━━ Passage to read

Last Updated on 17/08/2022
Written by Theodore Deppe, a poet. He also worked as a nurse in psychiatric hospitals.
- Begin with surprise, compress the narrative, make time for the lyric.
- Pay attention to the liminal space between dreaming and waking.
- Value the real questions more than the apparent answers.
- Prefer self-discovery to self-expression.
- Find the right balance between daily routines and the gifts of the unexpected.
- Take to the road and be at home everywhere.
- Walk whenever possible rather than pass by things in a moving vehicle.
- Plan, but do not over-plan.
- Pay attention to what’s most urgent inside you and then play with it, work with it, follow it where it must go.
- Fall in love with as many types of theatre, books, music, art, dance, and all the rest as possible.
- Love the everyday and the overlooked.
- Try not to be afraid of “the beautiful lightning”.
- Be part of a conversation that goes on over the centuries as to what good writing is, and about who we might be as human beings.

━━━━

- Required actions
a. According to the writing tips, what other work did the writer do besides writing poetry?
b. Return the part of the writing tips starting at "- Begin with" and ending at "a moving vehicle.".
c. Using only the writing tips, explain what the writer should do with what is most urgent inside them, and what conversation the last tip says to be part of.

━━ Data

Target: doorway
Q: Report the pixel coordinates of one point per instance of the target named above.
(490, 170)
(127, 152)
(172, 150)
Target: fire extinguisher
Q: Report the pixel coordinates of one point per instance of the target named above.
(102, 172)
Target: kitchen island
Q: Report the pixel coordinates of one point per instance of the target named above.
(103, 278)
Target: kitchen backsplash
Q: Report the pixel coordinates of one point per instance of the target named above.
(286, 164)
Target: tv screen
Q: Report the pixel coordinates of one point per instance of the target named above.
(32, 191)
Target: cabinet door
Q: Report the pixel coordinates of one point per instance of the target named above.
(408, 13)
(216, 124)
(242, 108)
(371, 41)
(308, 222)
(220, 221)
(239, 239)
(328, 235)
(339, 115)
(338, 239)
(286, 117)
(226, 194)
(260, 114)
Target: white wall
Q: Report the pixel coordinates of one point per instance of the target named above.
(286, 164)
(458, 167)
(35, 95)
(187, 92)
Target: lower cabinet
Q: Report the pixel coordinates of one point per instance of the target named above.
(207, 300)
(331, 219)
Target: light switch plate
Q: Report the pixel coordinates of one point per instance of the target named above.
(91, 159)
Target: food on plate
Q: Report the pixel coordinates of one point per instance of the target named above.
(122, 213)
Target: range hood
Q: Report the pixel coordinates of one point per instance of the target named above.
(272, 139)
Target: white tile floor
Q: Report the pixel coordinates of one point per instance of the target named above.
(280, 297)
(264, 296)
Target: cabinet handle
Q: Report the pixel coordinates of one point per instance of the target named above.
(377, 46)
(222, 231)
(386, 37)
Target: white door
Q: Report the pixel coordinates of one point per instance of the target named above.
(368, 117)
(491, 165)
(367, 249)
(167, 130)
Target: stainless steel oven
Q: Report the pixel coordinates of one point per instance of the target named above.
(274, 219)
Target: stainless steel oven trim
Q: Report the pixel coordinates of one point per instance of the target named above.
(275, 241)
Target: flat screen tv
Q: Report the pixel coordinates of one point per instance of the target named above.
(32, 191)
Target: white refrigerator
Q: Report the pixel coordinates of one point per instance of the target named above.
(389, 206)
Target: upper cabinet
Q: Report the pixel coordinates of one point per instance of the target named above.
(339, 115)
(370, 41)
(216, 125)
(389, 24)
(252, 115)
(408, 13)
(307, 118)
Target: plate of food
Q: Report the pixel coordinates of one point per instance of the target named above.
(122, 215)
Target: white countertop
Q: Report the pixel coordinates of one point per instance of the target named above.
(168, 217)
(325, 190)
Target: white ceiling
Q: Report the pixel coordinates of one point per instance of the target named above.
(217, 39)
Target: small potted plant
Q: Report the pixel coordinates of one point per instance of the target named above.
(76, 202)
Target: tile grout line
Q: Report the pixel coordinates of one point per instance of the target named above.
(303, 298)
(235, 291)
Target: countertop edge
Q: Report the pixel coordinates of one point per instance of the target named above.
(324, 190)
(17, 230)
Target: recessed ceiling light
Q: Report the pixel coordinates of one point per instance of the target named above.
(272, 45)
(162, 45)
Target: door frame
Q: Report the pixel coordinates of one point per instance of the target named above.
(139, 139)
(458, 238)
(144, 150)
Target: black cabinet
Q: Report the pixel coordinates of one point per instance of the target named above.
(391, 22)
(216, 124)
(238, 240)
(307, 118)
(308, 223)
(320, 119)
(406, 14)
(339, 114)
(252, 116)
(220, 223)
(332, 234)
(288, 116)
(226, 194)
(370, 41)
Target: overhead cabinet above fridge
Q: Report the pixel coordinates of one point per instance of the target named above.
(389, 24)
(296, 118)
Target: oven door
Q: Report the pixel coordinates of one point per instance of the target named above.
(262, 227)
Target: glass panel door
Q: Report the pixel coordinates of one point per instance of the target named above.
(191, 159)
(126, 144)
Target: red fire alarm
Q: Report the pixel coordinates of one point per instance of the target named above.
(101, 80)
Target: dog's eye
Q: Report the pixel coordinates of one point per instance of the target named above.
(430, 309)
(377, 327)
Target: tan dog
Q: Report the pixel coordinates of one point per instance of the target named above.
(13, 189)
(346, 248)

━━━━

- Answers provided
a. He worked as a nurse in psychiatric hospitals.

b.
- Begin with surprise, compress the narrative, make time for the lyric.
- Pay attention to the liminal space between dreaming and waking.
- Value the real questions more than the apparent answers.
- Prefer self-discovery to self-expression.
- Find the right balance between daily routines and the gifts of the unexpected.
- Take to the road and be at home everywhere.
- Walk whenever possible rather than pass by things in a moving vehicle.

c. The writer should pay attention to what is most urgent inside them, then play with it, work with it and follow it where it must go. The last tip says to be part of a conversation that goes on over the centuries about what good writing is and about who we might be as human beings.